EXTRACT PROVIDED>
┄┄┄┄┄┄
At a glance
Business-friendly measures announced by the Chancellor in the Pre-Budget Report include:
- Helping small businesses by simplifying the VAT system, so cutting down on form filling and improving cash flow.
- Removing restrictions on the number of employees who can be offered share options, which will be particularly important for high tech smaller firms in helping them recruit and retain skilled staff.
- Proposals for improving the prospect of growth firms receiving venture capital, which will help firms develop new goods and services and launch into new markets.
- Examining the case for further measures aimed at encouraging Research and Development, and in particular looking at the proposals from the CBI and EEF for extending the R&D tax credit beyond smaller firms.
- The announcement of a consultation on setting up a Community Investment Tax Credit, aimed at increasing private investment in under-invested communities; and that the Government will work with the venture capital industry on setting up the first Community Development Venture Fund.
- Action to solve problems where National Insurance Contributions are levied on share options. This has been a particular concern for many high tech firms.
The impact of VAT on SMEs
The Government is proposing to introduce a package of measures from April 2001 to allow small firms to manage their entry into the VAT system, reduce their VAT administration burden and improve their cash flow. The package will include:
- Extending the benefit of the cash accounting scheme to 40,000 traders by expanding the turnover limit from £350,000 to a new consolidated SME turnover level for VAT of £600,000. This aims to help more SMEs manage their VAT, whilst easing their cash flow burdens.
┄┄┄┄┄┄
[Collection entries]
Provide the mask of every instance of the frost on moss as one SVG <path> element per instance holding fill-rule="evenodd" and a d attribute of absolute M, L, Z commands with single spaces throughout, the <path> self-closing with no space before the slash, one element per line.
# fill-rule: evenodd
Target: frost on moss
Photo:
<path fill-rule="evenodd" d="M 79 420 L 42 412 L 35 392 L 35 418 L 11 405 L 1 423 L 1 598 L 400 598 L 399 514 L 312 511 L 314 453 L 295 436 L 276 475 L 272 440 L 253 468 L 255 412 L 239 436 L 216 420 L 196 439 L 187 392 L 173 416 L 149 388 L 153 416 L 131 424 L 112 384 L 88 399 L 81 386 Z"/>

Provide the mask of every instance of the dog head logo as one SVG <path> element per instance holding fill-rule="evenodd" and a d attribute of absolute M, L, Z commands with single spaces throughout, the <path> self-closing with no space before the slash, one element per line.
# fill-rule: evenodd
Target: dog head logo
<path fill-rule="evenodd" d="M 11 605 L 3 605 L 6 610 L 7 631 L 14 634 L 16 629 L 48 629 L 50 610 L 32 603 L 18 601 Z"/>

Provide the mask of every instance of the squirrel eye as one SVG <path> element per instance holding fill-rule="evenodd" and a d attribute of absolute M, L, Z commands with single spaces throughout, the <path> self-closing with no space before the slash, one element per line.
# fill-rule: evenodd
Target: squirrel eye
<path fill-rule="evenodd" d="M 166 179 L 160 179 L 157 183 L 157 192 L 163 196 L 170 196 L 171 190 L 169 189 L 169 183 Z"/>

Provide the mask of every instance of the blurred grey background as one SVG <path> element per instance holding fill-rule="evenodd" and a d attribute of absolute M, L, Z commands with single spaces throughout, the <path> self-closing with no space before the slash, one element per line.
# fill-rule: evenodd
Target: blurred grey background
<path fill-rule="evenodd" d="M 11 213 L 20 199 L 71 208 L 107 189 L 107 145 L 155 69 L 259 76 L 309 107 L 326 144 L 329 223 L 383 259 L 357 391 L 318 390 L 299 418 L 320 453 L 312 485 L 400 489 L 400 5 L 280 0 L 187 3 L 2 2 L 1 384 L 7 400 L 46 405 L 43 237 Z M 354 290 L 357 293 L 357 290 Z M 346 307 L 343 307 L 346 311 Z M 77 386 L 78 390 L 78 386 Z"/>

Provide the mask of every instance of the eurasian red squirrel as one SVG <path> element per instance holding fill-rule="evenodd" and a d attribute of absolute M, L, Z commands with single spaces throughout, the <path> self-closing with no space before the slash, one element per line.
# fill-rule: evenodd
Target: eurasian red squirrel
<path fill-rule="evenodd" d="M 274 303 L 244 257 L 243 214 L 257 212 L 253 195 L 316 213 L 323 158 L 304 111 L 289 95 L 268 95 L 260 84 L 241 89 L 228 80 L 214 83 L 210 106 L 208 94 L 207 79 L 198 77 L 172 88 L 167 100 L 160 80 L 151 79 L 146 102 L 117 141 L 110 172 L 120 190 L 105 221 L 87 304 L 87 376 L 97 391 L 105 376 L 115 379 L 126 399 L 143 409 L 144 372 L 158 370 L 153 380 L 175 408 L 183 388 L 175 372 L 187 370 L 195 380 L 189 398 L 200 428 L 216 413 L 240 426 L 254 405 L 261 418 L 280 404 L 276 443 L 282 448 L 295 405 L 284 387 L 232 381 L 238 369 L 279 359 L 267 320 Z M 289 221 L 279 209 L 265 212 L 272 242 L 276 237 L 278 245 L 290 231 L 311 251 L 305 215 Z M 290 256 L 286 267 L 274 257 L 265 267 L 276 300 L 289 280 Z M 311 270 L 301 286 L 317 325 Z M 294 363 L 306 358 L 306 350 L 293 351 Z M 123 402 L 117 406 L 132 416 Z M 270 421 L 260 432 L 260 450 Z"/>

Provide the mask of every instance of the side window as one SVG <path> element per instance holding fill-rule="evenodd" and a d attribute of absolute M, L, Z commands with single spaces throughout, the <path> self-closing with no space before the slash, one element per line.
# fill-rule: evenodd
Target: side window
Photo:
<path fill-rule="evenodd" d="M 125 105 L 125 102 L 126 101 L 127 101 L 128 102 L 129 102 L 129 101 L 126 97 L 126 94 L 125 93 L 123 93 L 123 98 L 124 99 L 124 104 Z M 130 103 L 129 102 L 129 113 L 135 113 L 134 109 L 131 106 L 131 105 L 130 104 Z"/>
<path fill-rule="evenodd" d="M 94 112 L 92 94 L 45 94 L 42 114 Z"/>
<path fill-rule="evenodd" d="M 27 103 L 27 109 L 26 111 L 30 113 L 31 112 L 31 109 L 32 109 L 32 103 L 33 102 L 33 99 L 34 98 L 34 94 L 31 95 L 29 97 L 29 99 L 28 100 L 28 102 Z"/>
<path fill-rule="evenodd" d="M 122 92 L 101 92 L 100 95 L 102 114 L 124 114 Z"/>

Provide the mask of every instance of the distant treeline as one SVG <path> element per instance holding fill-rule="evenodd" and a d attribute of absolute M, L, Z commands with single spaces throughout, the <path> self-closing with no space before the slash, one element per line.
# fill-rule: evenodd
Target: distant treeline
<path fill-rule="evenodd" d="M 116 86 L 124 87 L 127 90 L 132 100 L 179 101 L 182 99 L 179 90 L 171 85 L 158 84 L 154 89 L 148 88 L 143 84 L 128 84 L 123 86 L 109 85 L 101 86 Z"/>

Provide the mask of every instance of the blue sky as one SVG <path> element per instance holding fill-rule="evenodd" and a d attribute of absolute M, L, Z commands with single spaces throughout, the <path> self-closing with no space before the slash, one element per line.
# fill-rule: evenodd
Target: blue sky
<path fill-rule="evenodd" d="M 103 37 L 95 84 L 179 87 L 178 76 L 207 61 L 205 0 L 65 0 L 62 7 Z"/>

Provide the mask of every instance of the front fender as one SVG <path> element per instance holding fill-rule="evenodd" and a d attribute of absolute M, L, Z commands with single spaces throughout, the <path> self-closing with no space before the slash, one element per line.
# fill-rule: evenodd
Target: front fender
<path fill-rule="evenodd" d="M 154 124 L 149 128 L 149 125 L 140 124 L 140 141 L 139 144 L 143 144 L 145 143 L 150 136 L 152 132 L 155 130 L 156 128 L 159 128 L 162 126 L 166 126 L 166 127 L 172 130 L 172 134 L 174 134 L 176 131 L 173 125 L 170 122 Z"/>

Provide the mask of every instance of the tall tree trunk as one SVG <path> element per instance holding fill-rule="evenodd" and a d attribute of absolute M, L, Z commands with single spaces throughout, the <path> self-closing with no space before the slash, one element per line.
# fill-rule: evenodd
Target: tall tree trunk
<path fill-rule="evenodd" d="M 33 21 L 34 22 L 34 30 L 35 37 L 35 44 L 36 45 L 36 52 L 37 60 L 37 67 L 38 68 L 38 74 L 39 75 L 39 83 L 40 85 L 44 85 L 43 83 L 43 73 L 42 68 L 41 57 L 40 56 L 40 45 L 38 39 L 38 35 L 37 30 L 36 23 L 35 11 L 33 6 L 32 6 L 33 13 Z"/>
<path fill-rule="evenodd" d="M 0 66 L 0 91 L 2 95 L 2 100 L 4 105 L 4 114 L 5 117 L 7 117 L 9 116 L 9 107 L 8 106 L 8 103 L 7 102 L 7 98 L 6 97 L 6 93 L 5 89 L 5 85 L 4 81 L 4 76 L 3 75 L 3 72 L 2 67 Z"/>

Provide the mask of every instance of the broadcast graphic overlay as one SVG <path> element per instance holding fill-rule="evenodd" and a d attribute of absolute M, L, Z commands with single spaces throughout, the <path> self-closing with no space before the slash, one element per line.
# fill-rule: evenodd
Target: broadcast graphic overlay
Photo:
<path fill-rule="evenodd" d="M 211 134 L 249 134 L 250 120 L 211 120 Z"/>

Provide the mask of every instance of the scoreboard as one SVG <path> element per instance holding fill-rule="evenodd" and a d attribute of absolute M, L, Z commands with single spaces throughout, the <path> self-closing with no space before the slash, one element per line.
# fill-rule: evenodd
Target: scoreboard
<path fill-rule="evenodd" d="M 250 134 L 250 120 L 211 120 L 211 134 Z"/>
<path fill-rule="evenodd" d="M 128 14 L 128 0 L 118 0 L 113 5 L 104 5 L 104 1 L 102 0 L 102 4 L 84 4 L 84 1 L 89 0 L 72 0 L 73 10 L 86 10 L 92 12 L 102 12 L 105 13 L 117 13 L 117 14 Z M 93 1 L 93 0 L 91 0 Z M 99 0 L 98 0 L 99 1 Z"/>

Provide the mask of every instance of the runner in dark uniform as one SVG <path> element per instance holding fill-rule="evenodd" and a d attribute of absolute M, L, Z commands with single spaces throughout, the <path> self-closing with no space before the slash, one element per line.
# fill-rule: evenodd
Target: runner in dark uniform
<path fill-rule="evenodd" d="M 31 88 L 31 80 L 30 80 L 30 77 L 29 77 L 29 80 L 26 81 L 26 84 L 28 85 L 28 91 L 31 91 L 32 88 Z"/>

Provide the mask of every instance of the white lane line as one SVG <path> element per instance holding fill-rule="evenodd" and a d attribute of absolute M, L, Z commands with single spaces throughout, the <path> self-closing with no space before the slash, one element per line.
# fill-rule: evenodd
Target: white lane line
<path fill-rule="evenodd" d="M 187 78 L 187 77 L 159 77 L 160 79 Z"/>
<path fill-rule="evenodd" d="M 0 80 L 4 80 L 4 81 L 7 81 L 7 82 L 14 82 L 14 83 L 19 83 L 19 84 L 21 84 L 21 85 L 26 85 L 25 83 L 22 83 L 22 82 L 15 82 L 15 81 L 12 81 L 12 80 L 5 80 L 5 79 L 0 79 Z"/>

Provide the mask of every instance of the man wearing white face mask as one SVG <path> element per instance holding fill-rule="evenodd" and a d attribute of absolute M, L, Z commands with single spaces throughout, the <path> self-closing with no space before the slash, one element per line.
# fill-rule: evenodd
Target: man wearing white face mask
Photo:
┄┄┄┄┄┄
PROBLEM DESCRIPTION> Quote the Pre-Budget Report summary word for word, between "- Removing restrictions" and "Development Venture Fund.", inclusive.

SOLUTION FOR THIS PROBLEM>
- Removing restrictions on the number of employees who can be offered share options, which will be particularly important for high tech smaller firms in helping them recruit and retain skilled staff.
- Proposals for improving the prospect of growth firms receiving venture capital, which will help firms develop new goods and services and launch into new markets.
- Examining the case for further measures aimed at encouraging Research and Development, and in particular looking at the proposals from the CBI and EEF for extending the R&D tax credit beyond smaller firms.
- The announcement of a consultation on setting up a Community Investment Tax Credit, aimed at increasing private investment in under-invested communities; and that the Government will work with the venture capital industry on setting up the first Community Development Venture Fund.